● **INSTRUCTION**:
Show every line of the listing below that contains the word "jacket", copying each line in full. The match is case-sensitive.

● **INFORMATION PROVIDED**:
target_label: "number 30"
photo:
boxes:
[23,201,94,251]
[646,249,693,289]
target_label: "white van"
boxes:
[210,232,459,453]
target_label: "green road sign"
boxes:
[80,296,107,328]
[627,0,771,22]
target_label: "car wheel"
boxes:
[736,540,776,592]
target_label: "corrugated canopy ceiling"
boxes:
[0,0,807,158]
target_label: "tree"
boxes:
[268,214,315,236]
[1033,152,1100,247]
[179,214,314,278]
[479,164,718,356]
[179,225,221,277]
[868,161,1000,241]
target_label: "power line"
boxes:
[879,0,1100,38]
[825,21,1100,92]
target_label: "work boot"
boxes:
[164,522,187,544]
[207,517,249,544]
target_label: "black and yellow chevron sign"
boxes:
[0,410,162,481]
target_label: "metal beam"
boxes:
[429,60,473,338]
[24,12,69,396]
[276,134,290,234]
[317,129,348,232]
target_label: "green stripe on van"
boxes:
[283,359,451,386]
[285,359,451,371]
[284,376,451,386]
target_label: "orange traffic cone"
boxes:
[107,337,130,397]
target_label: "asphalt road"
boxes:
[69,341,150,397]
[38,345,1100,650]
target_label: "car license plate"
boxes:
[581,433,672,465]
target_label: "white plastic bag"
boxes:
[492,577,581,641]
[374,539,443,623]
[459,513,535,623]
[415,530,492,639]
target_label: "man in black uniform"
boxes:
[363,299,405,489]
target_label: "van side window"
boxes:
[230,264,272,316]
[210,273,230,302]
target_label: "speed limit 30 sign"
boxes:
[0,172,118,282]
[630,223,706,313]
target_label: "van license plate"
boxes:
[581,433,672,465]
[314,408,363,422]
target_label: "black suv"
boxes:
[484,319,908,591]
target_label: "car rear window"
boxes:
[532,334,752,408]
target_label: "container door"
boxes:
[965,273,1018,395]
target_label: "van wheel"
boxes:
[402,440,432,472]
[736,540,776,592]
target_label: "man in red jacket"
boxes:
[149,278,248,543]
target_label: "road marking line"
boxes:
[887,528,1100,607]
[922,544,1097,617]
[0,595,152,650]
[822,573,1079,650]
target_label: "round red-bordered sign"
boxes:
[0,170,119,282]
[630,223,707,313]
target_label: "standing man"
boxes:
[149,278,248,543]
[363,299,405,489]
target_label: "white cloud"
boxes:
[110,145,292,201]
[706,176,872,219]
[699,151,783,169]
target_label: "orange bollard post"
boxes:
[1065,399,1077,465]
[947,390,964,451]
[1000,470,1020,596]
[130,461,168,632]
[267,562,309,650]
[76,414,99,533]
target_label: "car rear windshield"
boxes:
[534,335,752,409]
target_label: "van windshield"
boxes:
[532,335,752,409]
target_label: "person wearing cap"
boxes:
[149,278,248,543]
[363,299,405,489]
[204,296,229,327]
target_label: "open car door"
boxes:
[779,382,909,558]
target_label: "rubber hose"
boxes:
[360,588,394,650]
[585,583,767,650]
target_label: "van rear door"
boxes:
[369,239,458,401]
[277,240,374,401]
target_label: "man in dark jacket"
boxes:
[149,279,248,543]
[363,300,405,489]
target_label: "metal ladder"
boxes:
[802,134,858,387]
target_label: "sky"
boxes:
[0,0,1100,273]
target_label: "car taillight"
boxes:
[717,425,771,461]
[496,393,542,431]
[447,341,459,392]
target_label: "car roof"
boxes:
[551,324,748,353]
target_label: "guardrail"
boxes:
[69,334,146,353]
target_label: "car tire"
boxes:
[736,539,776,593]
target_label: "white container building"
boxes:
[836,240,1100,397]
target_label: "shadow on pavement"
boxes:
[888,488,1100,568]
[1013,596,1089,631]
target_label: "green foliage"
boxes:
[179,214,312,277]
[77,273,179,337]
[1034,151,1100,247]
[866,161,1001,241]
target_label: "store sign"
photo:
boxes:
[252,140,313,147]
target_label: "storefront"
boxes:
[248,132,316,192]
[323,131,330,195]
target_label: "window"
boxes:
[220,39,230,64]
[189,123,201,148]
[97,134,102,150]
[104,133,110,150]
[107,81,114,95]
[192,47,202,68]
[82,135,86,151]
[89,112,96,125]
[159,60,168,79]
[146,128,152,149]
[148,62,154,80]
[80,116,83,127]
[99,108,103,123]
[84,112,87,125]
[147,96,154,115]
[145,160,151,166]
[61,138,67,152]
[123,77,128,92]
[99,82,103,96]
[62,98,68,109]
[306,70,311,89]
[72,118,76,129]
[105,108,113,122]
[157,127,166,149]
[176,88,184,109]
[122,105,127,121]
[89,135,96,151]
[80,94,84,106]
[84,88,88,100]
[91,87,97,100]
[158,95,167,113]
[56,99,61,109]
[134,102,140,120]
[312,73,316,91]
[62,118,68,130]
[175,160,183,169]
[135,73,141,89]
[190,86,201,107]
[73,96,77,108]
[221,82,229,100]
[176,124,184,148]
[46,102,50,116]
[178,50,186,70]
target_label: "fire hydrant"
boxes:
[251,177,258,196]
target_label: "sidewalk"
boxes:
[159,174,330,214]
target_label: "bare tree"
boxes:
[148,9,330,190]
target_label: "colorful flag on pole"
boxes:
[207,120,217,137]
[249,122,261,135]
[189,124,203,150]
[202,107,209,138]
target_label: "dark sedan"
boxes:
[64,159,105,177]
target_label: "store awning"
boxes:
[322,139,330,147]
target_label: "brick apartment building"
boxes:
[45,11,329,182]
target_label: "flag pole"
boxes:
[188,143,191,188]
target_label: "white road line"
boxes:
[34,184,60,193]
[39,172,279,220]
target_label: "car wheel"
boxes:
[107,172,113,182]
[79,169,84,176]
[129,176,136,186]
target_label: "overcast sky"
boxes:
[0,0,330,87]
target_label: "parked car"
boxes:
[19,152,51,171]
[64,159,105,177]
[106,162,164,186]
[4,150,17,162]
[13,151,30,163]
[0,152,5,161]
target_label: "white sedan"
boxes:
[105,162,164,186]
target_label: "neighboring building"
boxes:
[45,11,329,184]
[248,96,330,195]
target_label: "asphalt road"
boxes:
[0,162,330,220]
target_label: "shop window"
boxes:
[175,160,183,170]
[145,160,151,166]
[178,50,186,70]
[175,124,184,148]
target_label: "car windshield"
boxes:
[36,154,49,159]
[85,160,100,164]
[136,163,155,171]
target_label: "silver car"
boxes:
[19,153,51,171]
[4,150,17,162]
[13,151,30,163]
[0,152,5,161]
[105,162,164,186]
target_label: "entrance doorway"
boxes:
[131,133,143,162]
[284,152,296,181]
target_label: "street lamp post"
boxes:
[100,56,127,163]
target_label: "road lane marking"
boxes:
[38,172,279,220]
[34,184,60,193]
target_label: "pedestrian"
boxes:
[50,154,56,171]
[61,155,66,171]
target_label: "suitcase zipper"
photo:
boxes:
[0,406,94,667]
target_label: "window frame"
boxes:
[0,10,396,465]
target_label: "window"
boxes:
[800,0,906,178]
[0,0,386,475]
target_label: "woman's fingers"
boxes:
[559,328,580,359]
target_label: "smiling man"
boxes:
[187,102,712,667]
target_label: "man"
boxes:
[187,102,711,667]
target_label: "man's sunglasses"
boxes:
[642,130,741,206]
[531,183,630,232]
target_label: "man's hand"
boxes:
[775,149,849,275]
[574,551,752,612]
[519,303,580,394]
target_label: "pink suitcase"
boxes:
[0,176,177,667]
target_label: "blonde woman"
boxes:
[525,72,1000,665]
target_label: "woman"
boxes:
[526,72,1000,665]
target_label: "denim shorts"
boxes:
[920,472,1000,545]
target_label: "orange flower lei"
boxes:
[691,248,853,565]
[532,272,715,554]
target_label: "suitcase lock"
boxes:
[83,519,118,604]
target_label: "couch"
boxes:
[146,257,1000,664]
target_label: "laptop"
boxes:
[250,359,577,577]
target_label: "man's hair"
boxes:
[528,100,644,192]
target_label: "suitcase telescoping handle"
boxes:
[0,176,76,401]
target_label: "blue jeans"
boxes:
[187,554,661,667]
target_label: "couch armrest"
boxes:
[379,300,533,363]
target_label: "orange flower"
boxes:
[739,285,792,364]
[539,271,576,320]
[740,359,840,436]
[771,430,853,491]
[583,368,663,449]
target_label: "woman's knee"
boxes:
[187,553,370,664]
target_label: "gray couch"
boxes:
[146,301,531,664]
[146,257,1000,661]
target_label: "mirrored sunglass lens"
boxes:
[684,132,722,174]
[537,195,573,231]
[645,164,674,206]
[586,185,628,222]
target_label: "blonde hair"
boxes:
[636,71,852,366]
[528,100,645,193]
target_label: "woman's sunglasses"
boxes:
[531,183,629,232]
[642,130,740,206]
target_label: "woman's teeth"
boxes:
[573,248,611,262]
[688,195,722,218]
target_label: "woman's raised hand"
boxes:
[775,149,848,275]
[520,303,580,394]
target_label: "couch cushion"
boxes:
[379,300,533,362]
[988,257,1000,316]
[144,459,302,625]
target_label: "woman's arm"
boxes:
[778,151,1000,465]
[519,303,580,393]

● **EXERCISE RESPONSE**:
target_label: "man in red jacket"
target_label: "man in dark jacket"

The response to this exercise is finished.